=== What the exercise asks ===
Rewrite the data from the line containing "Every <instance> block" through the line containing "box: [566, 217, 681, 459]", inclusive, and replace every "rough mask" with "coarse mask". Keep everything else the same.

=== Material to process ===
------------------------------------------------------------
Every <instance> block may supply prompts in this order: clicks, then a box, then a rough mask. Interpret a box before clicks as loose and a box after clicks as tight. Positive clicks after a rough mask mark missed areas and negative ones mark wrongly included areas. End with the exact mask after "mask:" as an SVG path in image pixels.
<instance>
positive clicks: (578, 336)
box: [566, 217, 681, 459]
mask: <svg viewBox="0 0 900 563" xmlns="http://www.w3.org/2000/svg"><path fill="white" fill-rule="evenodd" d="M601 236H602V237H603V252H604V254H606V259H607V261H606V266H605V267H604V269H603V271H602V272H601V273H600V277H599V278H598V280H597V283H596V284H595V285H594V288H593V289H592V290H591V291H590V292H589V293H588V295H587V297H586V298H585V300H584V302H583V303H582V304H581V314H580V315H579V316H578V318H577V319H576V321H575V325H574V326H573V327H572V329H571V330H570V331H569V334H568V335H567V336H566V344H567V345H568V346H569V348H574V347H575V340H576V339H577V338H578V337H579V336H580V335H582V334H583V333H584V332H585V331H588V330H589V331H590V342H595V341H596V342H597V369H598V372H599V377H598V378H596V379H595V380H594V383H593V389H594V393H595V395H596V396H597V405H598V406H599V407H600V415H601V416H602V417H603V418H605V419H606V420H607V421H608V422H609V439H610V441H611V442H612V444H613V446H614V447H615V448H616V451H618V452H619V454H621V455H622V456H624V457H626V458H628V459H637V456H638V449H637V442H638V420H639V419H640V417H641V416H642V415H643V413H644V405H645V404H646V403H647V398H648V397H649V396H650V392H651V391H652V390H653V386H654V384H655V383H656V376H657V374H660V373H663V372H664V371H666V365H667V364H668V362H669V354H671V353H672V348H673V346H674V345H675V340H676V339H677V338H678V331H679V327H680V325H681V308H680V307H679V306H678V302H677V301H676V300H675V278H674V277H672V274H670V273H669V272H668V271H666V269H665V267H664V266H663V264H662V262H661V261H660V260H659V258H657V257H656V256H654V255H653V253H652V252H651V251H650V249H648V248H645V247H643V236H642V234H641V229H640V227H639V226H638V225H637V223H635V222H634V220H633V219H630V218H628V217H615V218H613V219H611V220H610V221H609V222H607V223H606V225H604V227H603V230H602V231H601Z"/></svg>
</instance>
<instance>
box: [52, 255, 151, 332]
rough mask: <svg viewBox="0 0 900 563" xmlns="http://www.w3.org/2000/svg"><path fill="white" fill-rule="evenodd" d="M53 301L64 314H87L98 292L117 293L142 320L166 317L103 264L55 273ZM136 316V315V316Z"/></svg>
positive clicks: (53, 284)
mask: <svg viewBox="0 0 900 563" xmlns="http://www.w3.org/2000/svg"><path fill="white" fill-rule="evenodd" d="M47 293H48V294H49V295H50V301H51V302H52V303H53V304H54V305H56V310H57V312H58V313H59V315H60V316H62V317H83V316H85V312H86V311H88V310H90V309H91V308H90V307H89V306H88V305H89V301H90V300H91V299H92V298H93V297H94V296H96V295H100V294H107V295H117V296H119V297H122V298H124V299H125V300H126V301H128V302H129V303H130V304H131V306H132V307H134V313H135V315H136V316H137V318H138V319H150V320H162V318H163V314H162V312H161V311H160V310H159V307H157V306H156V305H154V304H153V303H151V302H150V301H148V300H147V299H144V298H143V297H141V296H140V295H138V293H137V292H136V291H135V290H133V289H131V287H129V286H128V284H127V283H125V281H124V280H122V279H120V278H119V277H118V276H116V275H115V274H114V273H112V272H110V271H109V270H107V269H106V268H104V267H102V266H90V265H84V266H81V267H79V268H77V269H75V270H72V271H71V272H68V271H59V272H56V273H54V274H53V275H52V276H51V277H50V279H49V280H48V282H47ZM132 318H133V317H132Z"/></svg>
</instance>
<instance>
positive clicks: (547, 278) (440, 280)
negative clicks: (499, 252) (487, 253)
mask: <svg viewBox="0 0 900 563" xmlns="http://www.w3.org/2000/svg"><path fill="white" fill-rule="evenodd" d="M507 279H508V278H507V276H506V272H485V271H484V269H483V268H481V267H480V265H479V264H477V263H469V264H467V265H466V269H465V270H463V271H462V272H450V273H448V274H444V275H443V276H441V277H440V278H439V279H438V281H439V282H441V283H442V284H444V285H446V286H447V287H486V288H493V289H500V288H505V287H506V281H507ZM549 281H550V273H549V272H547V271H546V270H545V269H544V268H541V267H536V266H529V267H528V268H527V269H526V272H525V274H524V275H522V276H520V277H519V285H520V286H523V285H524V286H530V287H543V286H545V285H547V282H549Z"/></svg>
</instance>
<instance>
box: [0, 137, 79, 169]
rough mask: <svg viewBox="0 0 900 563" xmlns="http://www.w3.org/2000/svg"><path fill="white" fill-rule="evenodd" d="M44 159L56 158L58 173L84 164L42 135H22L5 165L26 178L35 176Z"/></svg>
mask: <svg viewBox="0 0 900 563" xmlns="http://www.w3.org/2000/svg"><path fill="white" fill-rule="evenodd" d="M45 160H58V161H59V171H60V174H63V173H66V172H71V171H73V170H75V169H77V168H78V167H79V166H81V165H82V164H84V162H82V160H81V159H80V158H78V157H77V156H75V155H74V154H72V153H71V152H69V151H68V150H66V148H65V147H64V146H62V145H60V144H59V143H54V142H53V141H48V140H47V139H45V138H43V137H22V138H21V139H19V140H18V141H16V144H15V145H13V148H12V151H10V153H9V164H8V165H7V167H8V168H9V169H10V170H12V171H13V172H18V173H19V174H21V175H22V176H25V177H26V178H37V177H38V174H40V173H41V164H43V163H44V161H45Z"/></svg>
------------------------------------------------------------
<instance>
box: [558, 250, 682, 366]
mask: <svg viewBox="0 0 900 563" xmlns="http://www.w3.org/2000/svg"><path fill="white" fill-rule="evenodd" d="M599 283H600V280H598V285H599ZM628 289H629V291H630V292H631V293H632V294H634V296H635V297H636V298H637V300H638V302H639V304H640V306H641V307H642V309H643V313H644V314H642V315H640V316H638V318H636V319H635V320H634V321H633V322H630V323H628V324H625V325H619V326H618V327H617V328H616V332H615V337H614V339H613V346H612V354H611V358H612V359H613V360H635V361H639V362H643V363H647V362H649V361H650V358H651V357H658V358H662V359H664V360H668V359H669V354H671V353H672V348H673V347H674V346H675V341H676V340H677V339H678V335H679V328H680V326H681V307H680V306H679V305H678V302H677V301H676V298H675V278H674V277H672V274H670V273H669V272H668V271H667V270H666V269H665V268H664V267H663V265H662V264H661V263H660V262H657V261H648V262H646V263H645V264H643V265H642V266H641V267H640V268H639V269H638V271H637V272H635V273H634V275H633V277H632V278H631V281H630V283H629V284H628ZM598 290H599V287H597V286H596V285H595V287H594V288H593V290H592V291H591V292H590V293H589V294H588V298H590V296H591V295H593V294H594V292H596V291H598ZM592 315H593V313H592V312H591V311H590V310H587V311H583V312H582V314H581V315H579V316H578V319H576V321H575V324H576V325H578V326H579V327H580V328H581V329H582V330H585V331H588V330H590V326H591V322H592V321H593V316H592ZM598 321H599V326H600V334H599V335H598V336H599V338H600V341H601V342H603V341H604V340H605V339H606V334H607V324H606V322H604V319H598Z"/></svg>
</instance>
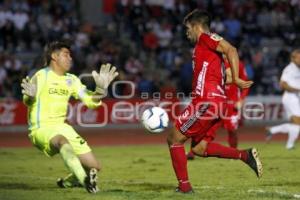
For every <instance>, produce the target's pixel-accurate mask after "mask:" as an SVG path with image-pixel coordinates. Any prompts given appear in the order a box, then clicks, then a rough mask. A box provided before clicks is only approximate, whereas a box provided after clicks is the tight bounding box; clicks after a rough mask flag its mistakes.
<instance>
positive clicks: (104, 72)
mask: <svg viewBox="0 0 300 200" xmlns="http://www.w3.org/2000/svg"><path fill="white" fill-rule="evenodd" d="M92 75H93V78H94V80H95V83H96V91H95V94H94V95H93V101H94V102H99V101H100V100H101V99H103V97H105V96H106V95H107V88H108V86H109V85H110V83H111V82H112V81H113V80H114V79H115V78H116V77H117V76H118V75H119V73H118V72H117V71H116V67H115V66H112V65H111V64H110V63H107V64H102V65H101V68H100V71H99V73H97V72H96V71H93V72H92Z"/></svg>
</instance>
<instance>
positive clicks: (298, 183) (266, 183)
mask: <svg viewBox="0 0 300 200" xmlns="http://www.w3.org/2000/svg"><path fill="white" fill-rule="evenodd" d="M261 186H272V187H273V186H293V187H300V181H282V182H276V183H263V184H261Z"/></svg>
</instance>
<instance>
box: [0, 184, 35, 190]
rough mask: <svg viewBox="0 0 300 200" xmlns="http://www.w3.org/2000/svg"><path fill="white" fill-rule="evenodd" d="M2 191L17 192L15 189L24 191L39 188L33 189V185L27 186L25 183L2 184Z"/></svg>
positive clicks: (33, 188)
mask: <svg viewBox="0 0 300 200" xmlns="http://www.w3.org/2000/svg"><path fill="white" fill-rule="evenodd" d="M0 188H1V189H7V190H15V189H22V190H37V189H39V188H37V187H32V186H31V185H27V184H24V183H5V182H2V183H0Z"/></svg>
------------------------------------------------------------
=== Exercise solution ===
Every <instance> block may supply prompts in this order: clicks, then a box, then a coarse mask. Interpret a box before clicks as loose and a box after clicks as tight. Positive clicks after a coarse mask mark missed areas and negative ones mark wrongly included areas. End with the exact mask after "mask:" as an SVG path in image pixels.
<instance>
positive clicks: (578, 336)
box: [566, 217, 681, 459]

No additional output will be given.